# Christmas Tree Shoppes 2008 Halloween Rolling Out



## Terrormaster (Sep 27, 2007)

Was in Christmas Tree Shoppes last night and saw they had started putting their Halloween stuff out. I scored 4 bags of bones at 6.99 and one of those talking haunted books.

Here's some pics of what they have out so far...














































-TM


----------



## Terrormaster (Sep 27, 2007)

-TM


----------



## sharpobject (May 7, 2008)

oooo - the bag of bones look good - I'll have to stop in and check them out. thanks.


----------



## Terrormaster (Sep 27, 2007)

sharpobject said:


> oooo - the bag of bones look good - I'll have to stop in and check them out. thanks.


Check them best you can before buying them. Two of them the first time had broken appendages so I went back to the shelf of was pretty picky and still ended up with a cracked toe so far. Me guesses the employees are reckless with them as they are painted styrofoam and quite fragile. But for 7 bucks a bag, not a bad bargain.

-TM


----------



## dionicia (Aug 4, 2007)

What a haul man! Why can't places around me do stuff like this!?!


----------



## Aelwyn (Jul 7, 2008)

Christmas Tree Shoppes? I just looked at their site and they have some locations in MA. Might have to stop by on the way back from Salem.


----------



## Scary Godmother (Oct 13, 2007)

Definetly have to check that out this week, thanks TM!:devil:


----------



## sharpobject (May 7, 2008)

I did stop by yesterday and got 2 bags of bones - no damage that I can see - but you're right - you have to look thru everything carefully - alot of the stuff had ripped packaging and there were alot of broken items on the shelves. thanks again for the tip.

→ Raw records:
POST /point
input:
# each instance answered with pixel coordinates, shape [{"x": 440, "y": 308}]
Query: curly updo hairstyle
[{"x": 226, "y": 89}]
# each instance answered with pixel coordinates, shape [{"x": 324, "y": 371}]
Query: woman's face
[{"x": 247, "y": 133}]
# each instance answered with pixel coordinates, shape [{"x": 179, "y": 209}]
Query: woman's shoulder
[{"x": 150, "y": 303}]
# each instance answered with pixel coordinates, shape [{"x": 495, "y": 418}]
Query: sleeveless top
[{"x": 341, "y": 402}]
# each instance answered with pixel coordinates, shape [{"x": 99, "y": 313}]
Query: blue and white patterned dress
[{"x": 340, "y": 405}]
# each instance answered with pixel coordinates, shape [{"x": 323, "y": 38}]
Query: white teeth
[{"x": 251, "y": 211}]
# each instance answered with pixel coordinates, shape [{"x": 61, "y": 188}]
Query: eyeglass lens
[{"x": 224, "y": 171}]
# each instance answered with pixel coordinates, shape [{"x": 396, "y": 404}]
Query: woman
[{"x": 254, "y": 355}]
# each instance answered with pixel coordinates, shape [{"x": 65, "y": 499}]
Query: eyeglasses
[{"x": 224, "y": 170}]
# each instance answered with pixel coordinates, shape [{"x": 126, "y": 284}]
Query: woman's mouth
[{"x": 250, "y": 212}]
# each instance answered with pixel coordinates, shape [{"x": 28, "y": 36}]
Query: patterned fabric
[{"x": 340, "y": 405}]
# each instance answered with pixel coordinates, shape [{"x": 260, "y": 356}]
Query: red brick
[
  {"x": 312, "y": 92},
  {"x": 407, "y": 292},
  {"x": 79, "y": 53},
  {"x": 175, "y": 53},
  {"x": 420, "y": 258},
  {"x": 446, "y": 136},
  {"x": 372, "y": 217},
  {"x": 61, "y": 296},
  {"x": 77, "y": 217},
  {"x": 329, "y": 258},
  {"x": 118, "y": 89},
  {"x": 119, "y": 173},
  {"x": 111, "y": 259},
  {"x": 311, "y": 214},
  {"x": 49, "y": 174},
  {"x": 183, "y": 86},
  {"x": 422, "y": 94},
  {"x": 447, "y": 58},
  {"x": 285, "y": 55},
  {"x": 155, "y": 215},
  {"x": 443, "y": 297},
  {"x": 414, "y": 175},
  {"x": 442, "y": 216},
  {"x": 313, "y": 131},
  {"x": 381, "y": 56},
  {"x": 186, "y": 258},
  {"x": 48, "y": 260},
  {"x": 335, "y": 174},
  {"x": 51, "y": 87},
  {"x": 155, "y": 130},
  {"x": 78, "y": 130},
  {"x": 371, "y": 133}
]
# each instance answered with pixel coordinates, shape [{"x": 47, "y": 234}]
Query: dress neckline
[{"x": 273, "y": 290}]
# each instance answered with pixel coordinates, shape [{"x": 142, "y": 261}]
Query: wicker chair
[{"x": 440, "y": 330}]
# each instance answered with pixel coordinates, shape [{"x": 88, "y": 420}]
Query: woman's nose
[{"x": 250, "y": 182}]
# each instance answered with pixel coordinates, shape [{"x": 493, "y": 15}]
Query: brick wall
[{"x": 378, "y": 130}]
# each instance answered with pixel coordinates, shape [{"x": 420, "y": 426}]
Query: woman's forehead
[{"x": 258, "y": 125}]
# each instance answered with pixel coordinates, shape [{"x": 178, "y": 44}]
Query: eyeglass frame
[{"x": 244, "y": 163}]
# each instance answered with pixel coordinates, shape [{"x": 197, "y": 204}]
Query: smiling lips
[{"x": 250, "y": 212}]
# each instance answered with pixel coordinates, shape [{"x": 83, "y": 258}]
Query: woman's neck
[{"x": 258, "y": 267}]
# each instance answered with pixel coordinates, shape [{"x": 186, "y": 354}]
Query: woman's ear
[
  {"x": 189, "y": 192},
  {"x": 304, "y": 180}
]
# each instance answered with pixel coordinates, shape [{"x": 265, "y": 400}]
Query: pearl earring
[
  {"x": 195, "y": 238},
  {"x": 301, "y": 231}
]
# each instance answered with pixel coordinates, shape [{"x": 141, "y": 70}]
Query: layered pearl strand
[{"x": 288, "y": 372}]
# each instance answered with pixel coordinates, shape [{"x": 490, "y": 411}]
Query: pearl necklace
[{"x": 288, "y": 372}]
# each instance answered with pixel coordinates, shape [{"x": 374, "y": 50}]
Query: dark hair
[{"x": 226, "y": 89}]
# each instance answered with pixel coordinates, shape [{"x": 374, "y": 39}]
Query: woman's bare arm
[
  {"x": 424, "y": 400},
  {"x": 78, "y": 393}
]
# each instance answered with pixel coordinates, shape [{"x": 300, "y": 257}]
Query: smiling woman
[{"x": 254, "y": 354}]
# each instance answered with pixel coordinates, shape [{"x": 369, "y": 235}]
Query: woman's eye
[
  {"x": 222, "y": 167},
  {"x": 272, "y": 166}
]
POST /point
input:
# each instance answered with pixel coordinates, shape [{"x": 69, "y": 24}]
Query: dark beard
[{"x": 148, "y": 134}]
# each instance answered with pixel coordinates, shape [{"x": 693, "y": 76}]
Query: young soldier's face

→ Tasks for this exercise:
1. Repeat the passage of the Halloween forum thread that begins with "# Christmas Tree" and ends with "out so far...", swapping "bones" for "skeletons".
2. Resume the forum thread about the Christmas Tree Shoppes Halloween merchandise, picking up after its final post.

→ Expected outputs:
1.
# Christmas Tree Shoppes 2008 Halloween Rolling Out



## Terrormaster (Sep 27, 2007)

Was in Christmas Tree Shoppes last night and saw they had started putting their Halloween stuff out. I scored 4 bags of skeletons at 6.99 and one of those talking haunted books.

Here's some pics of what they have out so far...

2.
----------



## Terrormaster (Sep 27, 2007)

Went back on Sunday (needed cushions for the chairs I bought Friday night) and they had put more stuff out including 28" tombstones (4 styles of which I bought one of each) for $6.99, a foam skeleton (bought one of those too) for $6.99, and skulls with lighted eyes (evidently made from the same skull included in the Bag of Bones) also for $5.99 (I believe, can't remember the price exactly but wasn't all too expensive). I have pics loaded on my phone but don't have my microSD card reader here at the office to pull them for posting.

-TM


----------



## Terrormaster (Sep 27, 2007)

sharpobject said:


> I did stop by yesterday and got 2 bags of bones - no damage that I can see - but you're right - you have to look thru everything carefully - alot of the stuff had ripped packaging and there were alot of broken items on the shelves. thanks again for the tip.


No problem at all. I noticed the broken pieces on a lot of their Halloween goodies. Just to be devil's advocate it could be their shipping company and not their employees since there's apparently a consistency of things broken between stores across the country.

Definitely examine your goods before purchase, the first skeleton I grabbed on my second trip also had some broken parts. I sifted through the pile to find the best.

-TM


----------



## berzerkmonkey (Oct 31, 2006)

Terrormaster said:


> No problem at all. I noticed the broken pieces on a lot of their Halloween goodies. Just to be devil's advocate it could be their shipping company and not their employees since there's apparently a consistency of things broken between stores across the country.


As far as I can tell, it probably isn't the store. I picked up a couple of bags last year from two different places (neither of them the Christmas Tree Shop) and had a couple of broken fingers or toes. I think that they're really not high quality, and as such, the quality control in China isn't too hot.

Seven bucks is a great deal though, because I think I spent around $15 last year.


----------



## spidermonkey (Jul 29, 2008)

TM

Was that the CTS in the West Haven-Milford area or in waterford?


----------



## Terrormaster (Sep 27, 2007)

spidermonkey said:


> TM
> 
> Was that the CTS in the West Haven-Milford area or in waterford?


No, it's the one in Manchester on the top of the hill next to Guitar Center.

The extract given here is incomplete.